WORK ITEM: Filter the entries for the word "below". Copy each line that has it.
»»
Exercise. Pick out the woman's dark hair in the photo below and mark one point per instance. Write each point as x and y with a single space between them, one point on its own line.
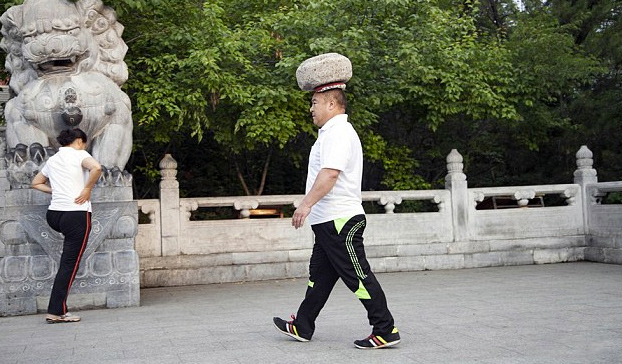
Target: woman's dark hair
68 136
339 96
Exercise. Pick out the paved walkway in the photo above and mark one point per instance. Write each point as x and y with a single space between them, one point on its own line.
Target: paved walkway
560 313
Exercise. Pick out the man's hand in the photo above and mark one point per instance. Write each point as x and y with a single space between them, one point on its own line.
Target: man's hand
301 213
324 182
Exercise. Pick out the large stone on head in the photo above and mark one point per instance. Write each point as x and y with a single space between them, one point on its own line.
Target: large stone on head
324 72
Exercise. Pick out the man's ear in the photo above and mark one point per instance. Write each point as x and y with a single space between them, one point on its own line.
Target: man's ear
331 103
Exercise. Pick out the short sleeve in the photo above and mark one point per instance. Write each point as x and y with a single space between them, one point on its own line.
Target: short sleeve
45 171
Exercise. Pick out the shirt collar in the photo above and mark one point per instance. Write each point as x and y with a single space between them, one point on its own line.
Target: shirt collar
334 121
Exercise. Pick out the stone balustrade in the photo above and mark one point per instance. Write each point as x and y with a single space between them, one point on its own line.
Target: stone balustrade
176 249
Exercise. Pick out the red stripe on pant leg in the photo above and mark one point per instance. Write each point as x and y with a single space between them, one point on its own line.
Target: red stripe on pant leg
75 268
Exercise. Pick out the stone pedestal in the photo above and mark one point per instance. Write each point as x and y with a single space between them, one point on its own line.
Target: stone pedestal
108 274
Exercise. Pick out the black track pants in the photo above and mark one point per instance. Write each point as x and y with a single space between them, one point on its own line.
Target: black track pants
339 252
75 226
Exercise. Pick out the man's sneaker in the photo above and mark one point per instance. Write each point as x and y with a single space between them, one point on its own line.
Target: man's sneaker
52 319
379 341
288 328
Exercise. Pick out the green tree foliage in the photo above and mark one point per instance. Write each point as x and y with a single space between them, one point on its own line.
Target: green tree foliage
515 90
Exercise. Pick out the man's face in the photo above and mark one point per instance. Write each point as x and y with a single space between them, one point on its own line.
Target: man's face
321 109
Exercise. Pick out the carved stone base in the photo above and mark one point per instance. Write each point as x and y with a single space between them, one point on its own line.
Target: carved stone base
108 274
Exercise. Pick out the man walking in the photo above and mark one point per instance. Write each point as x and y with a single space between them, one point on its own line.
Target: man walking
332 206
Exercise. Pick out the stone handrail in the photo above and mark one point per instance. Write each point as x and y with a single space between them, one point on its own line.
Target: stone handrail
175 250
245 204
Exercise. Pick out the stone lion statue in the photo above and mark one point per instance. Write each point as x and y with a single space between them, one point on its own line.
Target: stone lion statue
66 64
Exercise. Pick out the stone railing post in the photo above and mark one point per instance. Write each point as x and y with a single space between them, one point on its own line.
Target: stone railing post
583 176
169 206
456 183
4 182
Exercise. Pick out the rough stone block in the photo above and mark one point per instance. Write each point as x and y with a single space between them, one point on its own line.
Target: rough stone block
380 251
297 269
109 245
15 304
76 301
259 257
14 269
433 262
101 264
299 255
613 256
542 256
517 257
594 254
265 271
413 250
128 297
409 263
468 247
480 260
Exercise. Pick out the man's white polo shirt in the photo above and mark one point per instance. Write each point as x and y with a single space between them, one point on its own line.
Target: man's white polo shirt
337 147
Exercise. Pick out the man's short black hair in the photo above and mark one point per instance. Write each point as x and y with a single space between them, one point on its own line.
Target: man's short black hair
68 136
338 95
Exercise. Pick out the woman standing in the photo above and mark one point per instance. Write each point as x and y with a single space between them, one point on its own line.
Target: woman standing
72 173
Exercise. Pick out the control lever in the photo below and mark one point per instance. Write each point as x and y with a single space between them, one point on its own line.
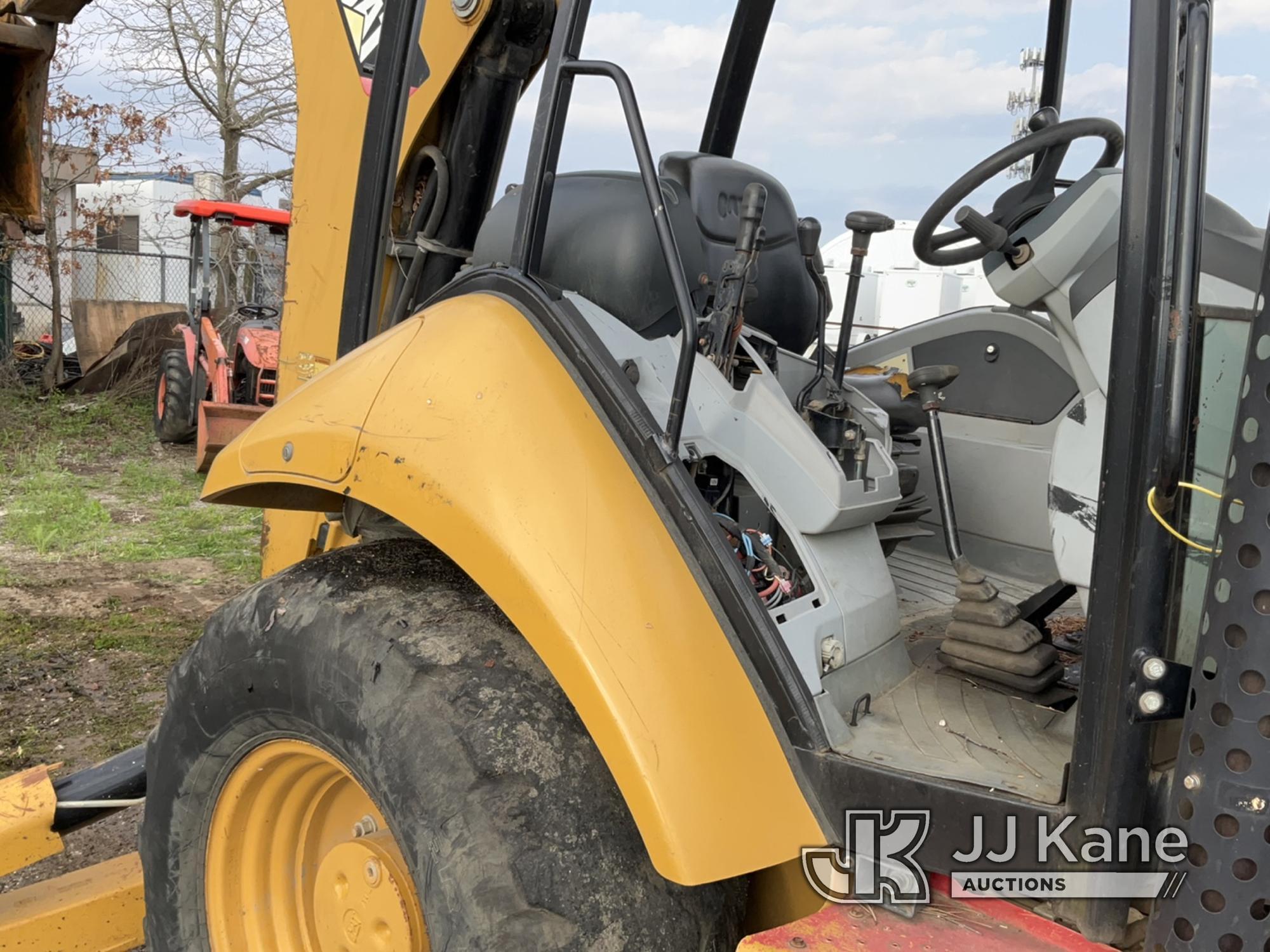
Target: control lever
722 327
810 246
929 381
993 235
987 637
863 227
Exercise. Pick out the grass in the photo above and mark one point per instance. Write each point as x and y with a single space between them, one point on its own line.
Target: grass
90 501
84 477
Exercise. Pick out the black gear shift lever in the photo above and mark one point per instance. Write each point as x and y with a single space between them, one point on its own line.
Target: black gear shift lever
863 227
929 381
810 246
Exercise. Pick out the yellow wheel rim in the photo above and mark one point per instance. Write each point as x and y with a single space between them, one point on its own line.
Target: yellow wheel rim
299 857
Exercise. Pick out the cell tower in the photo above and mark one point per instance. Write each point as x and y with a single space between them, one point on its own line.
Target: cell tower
1024 102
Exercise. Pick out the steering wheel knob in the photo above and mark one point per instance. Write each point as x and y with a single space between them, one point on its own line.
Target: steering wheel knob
929 381
1043 119
869 223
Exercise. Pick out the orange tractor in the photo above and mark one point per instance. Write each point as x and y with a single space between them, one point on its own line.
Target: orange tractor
201 389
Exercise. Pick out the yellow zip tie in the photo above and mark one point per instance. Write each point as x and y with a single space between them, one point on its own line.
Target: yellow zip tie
1170 530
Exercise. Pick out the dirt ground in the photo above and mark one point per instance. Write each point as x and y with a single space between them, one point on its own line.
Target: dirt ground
110 565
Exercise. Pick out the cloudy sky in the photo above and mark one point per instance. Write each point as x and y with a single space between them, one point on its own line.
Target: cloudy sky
867 105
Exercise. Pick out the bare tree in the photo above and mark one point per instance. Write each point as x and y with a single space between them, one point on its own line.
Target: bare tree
223 70
83 142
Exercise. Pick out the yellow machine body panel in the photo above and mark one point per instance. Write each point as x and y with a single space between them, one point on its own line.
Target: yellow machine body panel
97 909
481 441
332 116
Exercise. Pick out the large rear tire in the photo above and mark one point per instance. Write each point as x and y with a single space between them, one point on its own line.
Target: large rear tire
391 661
172 403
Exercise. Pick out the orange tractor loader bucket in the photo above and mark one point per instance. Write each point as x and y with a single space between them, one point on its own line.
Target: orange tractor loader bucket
219 425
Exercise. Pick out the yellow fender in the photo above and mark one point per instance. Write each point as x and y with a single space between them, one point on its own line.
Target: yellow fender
465 426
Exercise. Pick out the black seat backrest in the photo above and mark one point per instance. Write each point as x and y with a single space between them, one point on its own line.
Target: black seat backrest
601 243
787 303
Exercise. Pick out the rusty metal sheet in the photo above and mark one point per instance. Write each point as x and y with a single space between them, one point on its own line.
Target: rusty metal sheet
27 805
51 11
219 425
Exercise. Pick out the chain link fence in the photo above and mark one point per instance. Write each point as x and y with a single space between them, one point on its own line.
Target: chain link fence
101 275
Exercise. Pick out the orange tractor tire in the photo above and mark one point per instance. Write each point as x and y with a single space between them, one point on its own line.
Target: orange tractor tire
172 400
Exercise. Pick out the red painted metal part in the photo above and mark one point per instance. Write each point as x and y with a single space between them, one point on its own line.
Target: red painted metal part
243 216
217 362
260 347
946 926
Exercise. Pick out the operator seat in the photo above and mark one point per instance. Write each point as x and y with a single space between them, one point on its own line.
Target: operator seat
603 244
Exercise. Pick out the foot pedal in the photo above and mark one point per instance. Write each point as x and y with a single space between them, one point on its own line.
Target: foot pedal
1017 637
1026 664
1031 686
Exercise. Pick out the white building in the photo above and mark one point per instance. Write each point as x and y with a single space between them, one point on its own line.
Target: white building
897 290
140 253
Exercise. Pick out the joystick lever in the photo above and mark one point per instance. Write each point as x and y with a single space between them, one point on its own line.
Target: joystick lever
721 328
863 227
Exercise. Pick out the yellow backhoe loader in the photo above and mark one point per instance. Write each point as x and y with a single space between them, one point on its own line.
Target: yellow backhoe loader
604 607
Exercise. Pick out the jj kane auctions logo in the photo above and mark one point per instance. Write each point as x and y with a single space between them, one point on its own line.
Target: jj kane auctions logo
877 863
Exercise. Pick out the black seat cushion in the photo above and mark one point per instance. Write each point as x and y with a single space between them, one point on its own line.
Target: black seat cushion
603 244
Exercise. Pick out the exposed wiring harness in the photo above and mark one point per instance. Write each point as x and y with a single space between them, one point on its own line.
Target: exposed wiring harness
763 563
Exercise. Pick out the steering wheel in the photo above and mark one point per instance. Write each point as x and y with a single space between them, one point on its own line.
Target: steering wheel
258 313
1050 142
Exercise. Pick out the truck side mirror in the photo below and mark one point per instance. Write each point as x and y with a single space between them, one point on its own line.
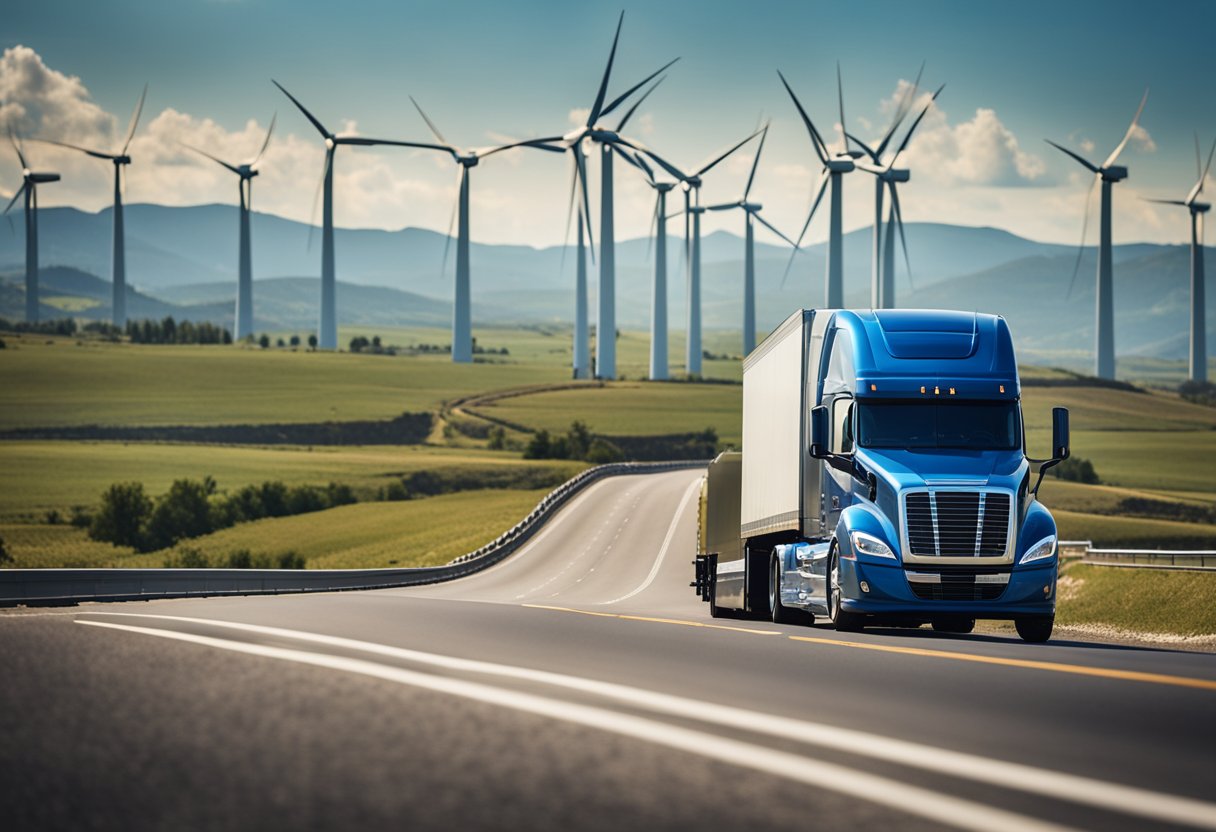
««
TASK OUTPUT:
Exercise. Pick out the woman's dark hair in the photo below and mark one point per instance. Write each point as x and y with a single space between them, one point on its own line.
Exercise. Pick out the control lever in the photo below and mark one point per instance. Write each point as x and y with a single space between them, one point on its own line.
Exercise. Pick out the truck side mirror in the photo below and mark one point per instance. Write each point as x and y with a single space between them, one point on its own line.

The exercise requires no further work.